_APPLY WHAT YOU READ_
• 1. Answer these questions using the RepTrak case study.
(a) What share of pipeline did marketing source?
(b) For how many years has RepTrak been a 6sense customer?
(c) How long had Jawin been at RepTrak before COVID hit?
• 2. For each statement, decide whether the RepTrak case study supports it. Answer yes or no, and quote the words from the case study that settle it.
(a) RepTrak expected to hit its new logo numbers for 2022.
(b) The RepTrak finance team signed on to the platform during Jawin's first 30 days.
(c) Pipeline Intelligence was RepTrak's initial use case for 6sense.
• 3. Summarize the RepTrak case study in three sentences.

_TEXT PASSAGE_

* * *

6sense’s Pipeline Intelligence helped RepTrak understand their situation but working through it, they did find some good points, including
- 15% year-over-year pipeline generation increase
- 20% conversion from opportunity to close
- Marketing sourced 82% of pipeline
Throughout this process, Jawin said marketing has shown it is a true strategic partner, and they were now getting invited into every conversation. Also, working with the CFO, marketing has determined all pipeline metrics for 2023 planning:
That is also why something like Pipeline Intelligence really matters because as long as that number is going well and trending up, I will be given the benefit of the doubt. When that number is no longer trending up, then they’re going to start having some more questions. But that’s why the data is so important, where even when we can’t always track it, we can say, no, look, even if we can’t tie it directly there, this is directionally going up. And we know it’s not from these other channels. So I think it’s a very safe bet to assume it’s from here.
RepTrak knew it wasn’t going to hit its new logo numbers for 2022, but with the help of Pipeline Intelligence, Jawin said they knew early on and were able to prepare for it:
And I think especially what we’ve seen with pipeline intelligence is when we started in January, it was a very different world than we are now. No one thought there was going to be a war in Ukraine. Inflation like, it’s wild how much has happened this year. And we can see that reflected in pipeline intelligence, how our conversion rates from opp to closed/won have really fluctuated from month to month. Having that information update daily allows us to make plans. We can still hit our goals.
No longer flying blind
RepTrak has been a 6sense customer for three years. Jawin had heavily researched account-based marketing technologies for a previous employer, and she believed 6sense offered the best capabilities. The RepTrak finance team signed on to the platform during her first 30 days there because they understood how unpredictable pipeline was, and they were having trouble forecasting what was going to happen.
The initial use case wasn’t Pipeline Intelligence, however. Jawin said she was flying blind, not knowing what it was that prospects cared about, where they were in the market, or how to message them as she didn’t have the technology to reach them. But, with 6sense, she could see intent terms and understand the channels they needed to orchestrate:
I was here for three months before COVID hit. But I think one of the main reasons we were so successful is that we were able to rely on 6sense so much. It was such a robust platform, especially with display and re-targeting. We can see what people cared about, tailor that by funnel stage, load them into some display and re-targeting, and then set it and forget it. Load up the emails. It really became sort of like the central nerve of our entire operation, and it’s still to this day. Pipeline Intelligence is just a fantastic addition on top of that.

* * *

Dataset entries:
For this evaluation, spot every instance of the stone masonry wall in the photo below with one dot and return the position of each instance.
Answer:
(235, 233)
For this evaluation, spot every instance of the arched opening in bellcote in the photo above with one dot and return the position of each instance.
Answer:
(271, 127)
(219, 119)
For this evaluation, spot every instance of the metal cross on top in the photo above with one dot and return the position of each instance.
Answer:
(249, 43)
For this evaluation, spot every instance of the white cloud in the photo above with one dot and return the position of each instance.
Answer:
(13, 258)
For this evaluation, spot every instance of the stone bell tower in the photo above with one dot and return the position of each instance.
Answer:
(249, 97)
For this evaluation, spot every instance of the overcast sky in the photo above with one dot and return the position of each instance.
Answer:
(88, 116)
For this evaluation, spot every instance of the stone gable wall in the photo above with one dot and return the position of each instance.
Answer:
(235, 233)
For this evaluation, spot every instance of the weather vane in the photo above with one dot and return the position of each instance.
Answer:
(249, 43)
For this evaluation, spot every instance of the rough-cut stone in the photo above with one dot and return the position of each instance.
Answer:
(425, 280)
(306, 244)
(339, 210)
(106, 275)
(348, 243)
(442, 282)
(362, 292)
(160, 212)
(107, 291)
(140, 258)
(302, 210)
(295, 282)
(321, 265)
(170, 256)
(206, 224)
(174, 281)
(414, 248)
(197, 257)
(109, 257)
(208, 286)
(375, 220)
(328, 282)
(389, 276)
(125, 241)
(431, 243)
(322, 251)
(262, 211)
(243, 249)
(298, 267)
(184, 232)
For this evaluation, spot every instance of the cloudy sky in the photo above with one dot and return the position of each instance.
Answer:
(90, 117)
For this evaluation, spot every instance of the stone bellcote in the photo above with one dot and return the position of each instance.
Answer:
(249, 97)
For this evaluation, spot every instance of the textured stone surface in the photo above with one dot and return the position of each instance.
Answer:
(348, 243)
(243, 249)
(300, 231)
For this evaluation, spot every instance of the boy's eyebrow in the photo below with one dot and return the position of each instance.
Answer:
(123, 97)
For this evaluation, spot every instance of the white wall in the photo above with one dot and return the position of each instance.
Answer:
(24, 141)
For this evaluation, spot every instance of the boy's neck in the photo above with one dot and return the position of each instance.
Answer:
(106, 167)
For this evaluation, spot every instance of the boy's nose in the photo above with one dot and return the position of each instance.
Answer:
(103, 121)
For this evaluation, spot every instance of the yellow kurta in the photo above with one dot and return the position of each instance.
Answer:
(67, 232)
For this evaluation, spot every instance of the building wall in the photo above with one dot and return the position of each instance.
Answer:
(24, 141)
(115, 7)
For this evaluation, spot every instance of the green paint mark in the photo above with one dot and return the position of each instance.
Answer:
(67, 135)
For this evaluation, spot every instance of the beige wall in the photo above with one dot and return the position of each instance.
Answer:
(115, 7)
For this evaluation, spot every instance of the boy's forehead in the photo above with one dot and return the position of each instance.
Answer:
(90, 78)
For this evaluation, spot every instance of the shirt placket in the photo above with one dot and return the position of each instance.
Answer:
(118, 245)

* * *

_ANSWERS BY ITEM_
• 1.
(a) 82%
(b) Three years
(c) Three months

• 2.
(a) No: "RepTrak knew it wasn’t going to hit its new logo numbers for 2022"
(b) Yes: "The RepTrak finance team signed on to the platform during her first 30 days there"
(c) No: "The initial use case wasn’t Pipeline Intelligence, however."

• 3. RepTrak has been a 6sense customer for three years and first used the platform to see what prospects cared about and to reach them through channels such as display and re-targeting, technology Jawin said she had not had before. Pipeline Intelligence was added on top of that and showed a 15% year-over-year increase in pipeline generation, 20% conversion from opportunity to close, and 82% of pipeline sourced by marketing. Its daily updates let RepTrak know early that it would miss its 2022 new logo numbers and prepare for it, and marketing became a strategic partner invited into every conversation.